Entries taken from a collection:
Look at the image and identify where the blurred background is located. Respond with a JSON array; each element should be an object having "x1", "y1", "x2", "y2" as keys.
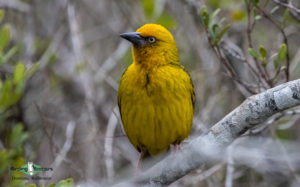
[{"x1": 0, "y1": 0, "x2": 300, "y2": 186}]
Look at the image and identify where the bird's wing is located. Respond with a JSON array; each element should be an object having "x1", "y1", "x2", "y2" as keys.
[
  {"x1": 169, "y1": 63, "x2": 195, "y2": 110},
  {"x1": 118, "y1": 67, "x2": 129, "y2": 121}
]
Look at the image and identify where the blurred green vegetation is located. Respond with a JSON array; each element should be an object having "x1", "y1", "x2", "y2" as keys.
[{"x1": 0, "y1": 9, "x2": 73, "y2": 187}]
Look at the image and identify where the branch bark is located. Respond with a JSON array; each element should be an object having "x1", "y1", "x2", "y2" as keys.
[{"x1": 114, "y1": 79, "x2": 300, "y2": 187}]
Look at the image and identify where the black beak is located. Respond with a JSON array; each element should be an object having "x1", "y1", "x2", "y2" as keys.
[{"x1": 120, "y1": 32, "x2": 145, "y2": 47}]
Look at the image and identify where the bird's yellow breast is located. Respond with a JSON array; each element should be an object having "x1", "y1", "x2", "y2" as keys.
[{"x1": 118, "y1": 63, "x2": 194, "y2": 155}]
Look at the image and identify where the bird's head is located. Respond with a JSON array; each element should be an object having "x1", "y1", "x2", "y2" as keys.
[{"x1": 120, "y1": 24, "x2": 180, "y2": 67}]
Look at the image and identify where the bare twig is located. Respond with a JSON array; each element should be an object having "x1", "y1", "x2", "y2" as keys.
[
  {"x1": 39, "y1": 26, "x2": 67, "y2": 69},
  {"x1": 0, "y1": 0, "x2": 30, "y2": 13},
  {"x1": 273, "y1": 0, "x2": 300, "y2": 14},
  {"x1": 35, "y1": 103, "x2": 59, "y2": 156},
  {"x1": 274, "y1": 135, "x2": 300, "y2": 185},
  {"x1": 67, "y1": 2, "x2": 100, "y2": 131},
  {"x1": 225, "y1": 142, "x2": 235, "y2": 187},
  {"x1": 180, "y1": 163, "x2": 225, "y2": 185},
  {"x1": 244, "y1": 109, "x2": 300, "y2": 135},
  {"x1": 24, "y1": 7, "x2": 34, "y2": 66},
  {"x1": 104, "y1": 107, "x2": 119, "y2": 182},
  {"x1": 278, "y1": 115, "x2": 300, "y2": 130},
  {"x1": 220, "y1": 41, "x2": 261, "y2": 88},
  {"x1": 215, "y1": 45, "x2": 257, "y2": 94},
  {"x1": 94, "y1": 40, "x2": 130, "y2": 82},
  {"x1": 52, "y1": 121, "x2": 76, "y2": 170}
]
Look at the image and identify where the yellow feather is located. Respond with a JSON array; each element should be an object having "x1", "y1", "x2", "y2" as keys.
[{"x1": 118, "y1": 24, "x2": 195, "y2": 155}]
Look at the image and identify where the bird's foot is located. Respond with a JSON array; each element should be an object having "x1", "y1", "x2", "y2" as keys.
[
  {"x1": 171, "y1": 144, "x2": 182, "y2": 155},
  {"x1": 135, "y1": 150, "x2": 145, "y2": 176}
]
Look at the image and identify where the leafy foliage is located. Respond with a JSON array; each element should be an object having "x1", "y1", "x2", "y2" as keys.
[
  {"x1": 26, "y1": 178, "x2": 74, "y2": 187},
  {"x1": 199, "y1": 6, "x2": 230, "y2": 46},
  {"x1": 0, "y1": 10, "x2": 38, "y2": 187},
  {"x1": 0, "y1": 9, "x2": 73, "y2": 187}
]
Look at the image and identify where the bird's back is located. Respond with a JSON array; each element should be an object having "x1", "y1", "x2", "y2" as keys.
[{"x1": 118, "y1": 63, "x2": 195, "y2": 155}]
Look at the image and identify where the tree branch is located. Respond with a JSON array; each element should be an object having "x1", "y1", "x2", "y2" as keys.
[{"x1": 113, "y1": 79, "x2": 300, "y2": 187}]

## TASK INSTRUCTIONS
Copy the records exactly; no image should appear in the result.

## RESULT
Look at the image and identify where the blurred background is located. Respond with a JSON array; each element should be an object having "x1", "y1", "x2", "y2" as keys.
[{"x1": 0, "y1": 0, "x2": 300, "y2": 186}]
Look at the image and identify where the bird's wing is located. Respond with a JSON array; each element should be an object having "x1", "y1", "x2", "y2" as keys.
[
  {"x1": 169, "y1": 63, "x2": 195, "y2": 110},
  {"x1": 118, "y1": 67, "x2": 129, "y2": 121}
]
Look at the image and identify where the blurred green vegetation is located. Respond with a JSON array; each element should be an object having "x1", "y1", "x2", "y2" as keys.
[{"x1": 0, "y1": 9, "x2": 73, "y2": 187}]
Look at the image and identify where the branch bark is located. Respond with a JSON array; each element should be an object having "x1", "y1", "x2", "y2" as keys.
[{"x1": 114, "y1": 79, "x2": 300, "y2": 187}]
Look at the image and identify where the black beak is located. Respond with a JSON array; each element should be an object having "x1", "y1", "x2", "y2" as keys.
[{"x1": 120, "y1": 32, "x2": 145, "y2": 47}]
Look at the image and identify where the bird's yellow breast is located. Respond with a JSON array; each element should be an object having "x1", "y1", "x2", "y2" as keys.
[{"x1": 118, "y1": 63, "x2": 194, "y2": 155}]
Look at the image and identify where the bird's head is located. Respond with a JSON array; each element should be an object having "x1", "y1", "x2", "y2" as keys.
[{"x1": 120, "y1": 24, "x2": 180, "y2": 67}]
Look at the image and identify where the bare twig is located. Respond with a JSON array; each element should be an object having "x1", "y1", "x2", "y2" as keys.
[
  {"x1": 39, "y1": 26, "x2": 67, "y2": 69},
  {"x1": 0, "y1": 0, "x2": 30, "y2": 13},
  {"x1": 273, "y1": 0, "x2": 300, "y2": 14},
  {"x1": 35, "y1": 103, "x2": 59, "y2": 156},
  {"x1": 274, "y1": 135, "x2": 300, "y2": 185},
  {"x1": 67, "y1": 2, "x2": 100, "y2": 131},
  {"x1": 225, "y1": 142, "x2": 235, "y2": 187},
  {"x1": 180, "y1": 163, "x2": 225, "y2": 185},
  {"x1": 244, "y1": 109, "x2": 300, "y2": 135},
  {"x1": 24, "y1": 7, "x2": 34, "y2": 66},
  {"x1": 104, "y1": 107, "x2": 119, "y2": 182},
  {"x1": 278, "y1": 115, "x2": 300, "y2": 130},
  {"x1": 220, "y1": 41, "x2": 261, "y2": 88},
  {"x1": 215, "y1": 45, "x2": 257, "y2": 94},
  {"x1": 94, "y1": 40, "x2": 130, "y2": 82},
  {"x1": 52, "y1": 121, "x2": 76, "y2": 170}
]
Look at the image and identify where the yellow feather is located. Respond with a JSON array; each element should be an object having "x1", "y1", "x2", "y2" as keys.
[{"x1": 118, "y1": 24, "x2": 195, "y2": 155}]
Look at the image and identify where the bird's foot is located. Respond with a JSON array; each element should be an object having "x1", "y1", "x2", "y2" as keys.
[
  {"x1": 171, "y1": 144, "x2": 182, "y2": 155},
  {"x1": 135, "y1": 150, "x2": 145, "y2": 176}
]
Look at the image and identify where the leafy foliage is located. Respond with a JSON array; each element should be an object having "x1", "y1", "x2", "y2" as keys.
[
  {"x1": 26, "y1": 178, "x2": 74, "y2": 187},
  {"x1": 199, "y1": 6, "x2": 230, "y2": 46},
  {"x1": 0, "y1": 10, "x2": 38, "y2": 187},
  {"x1": 0, "y1": 9, "x2": 73, "y2": 187}
]
Look at the image and identify where the bird's back is located. Respond with a JSON array; each element should be an object having "x1", "y1", "x2", "y2" as keys.
[{"x1": 118, "y1": 63, "x2": 195, "y2": 155}]
Look at the image and identify where the tree branch is located. Respond with a JSON array; each element should be an object having "x1", "y1", "x2", "y2" as keys.
[{"x1": 113, "y1": 79, "x2": 300, "y2": 187}]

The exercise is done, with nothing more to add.